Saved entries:

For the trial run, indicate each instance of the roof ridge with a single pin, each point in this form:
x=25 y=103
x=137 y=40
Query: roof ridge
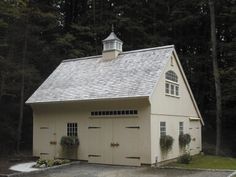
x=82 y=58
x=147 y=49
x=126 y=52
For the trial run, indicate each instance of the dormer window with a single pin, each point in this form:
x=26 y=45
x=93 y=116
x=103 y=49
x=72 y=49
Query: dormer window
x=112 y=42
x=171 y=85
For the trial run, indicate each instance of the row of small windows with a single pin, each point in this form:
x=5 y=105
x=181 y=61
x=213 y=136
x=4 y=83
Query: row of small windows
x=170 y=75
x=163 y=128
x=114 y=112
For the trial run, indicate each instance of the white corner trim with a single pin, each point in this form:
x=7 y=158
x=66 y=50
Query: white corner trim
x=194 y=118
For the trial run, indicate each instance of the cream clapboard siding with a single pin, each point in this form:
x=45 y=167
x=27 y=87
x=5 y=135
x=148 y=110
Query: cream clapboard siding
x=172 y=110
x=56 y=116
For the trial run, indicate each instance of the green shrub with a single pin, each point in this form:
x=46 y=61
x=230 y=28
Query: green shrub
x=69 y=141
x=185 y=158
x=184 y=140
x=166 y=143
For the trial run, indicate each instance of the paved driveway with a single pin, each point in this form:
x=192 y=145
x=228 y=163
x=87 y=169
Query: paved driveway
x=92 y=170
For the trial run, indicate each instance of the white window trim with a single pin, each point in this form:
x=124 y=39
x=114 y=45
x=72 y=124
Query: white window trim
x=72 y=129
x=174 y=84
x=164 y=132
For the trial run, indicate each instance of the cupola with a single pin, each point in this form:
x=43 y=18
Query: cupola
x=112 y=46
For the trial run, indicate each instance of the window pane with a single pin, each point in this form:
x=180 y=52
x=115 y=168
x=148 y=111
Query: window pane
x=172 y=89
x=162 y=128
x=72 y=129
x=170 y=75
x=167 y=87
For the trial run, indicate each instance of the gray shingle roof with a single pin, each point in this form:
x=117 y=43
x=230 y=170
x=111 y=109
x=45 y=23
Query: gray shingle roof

---

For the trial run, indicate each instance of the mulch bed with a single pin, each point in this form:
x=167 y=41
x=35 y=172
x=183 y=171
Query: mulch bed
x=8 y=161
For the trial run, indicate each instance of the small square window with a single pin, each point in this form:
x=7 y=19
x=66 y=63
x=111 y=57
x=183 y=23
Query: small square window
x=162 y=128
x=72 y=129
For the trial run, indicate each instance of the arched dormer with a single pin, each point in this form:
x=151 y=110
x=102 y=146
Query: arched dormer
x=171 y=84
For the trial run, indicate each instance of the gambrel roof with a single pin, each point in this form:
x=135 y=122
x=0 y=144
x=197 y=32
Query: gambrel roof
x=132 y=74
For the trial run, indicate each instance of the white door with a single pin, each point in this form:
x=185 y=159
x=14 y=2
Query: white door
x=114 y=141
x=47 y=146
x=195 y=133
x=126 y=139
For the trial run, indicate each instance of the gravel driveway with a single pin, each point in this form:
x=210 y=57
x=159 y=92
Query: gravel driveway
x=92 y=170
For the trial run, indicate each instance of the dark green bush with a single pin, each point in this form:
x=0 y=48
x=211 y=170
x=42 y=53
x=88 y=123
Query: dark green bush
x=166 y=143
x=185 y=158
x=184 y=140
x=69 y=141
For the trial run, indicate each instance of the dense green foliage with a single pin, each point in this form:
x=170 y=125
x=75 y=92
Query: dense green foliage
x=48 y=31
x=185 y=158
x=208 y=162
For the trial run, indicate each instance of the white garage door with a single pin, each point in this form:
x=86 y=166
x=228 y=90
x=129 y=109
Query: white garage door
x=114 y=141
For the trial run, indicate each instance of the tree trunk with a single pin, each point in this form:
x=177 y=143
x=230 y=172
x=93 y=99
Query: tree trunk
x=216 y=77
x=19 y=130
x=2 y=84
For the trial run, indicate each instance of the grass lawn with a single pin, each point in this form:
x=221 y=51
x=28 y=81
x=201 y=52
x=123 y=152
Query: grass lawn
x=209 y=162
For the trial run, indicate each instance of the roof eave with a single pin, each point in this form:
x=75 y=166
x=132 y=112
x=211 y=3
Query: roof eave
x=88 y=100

> Task item: Check each line of the data above, and please copy the ones in which the string "gray" occurs.

> Answer section:
For the trial run, indicate each instance of the gray shingle roof with a single pin, each point in this form:
Query: gray shingle roof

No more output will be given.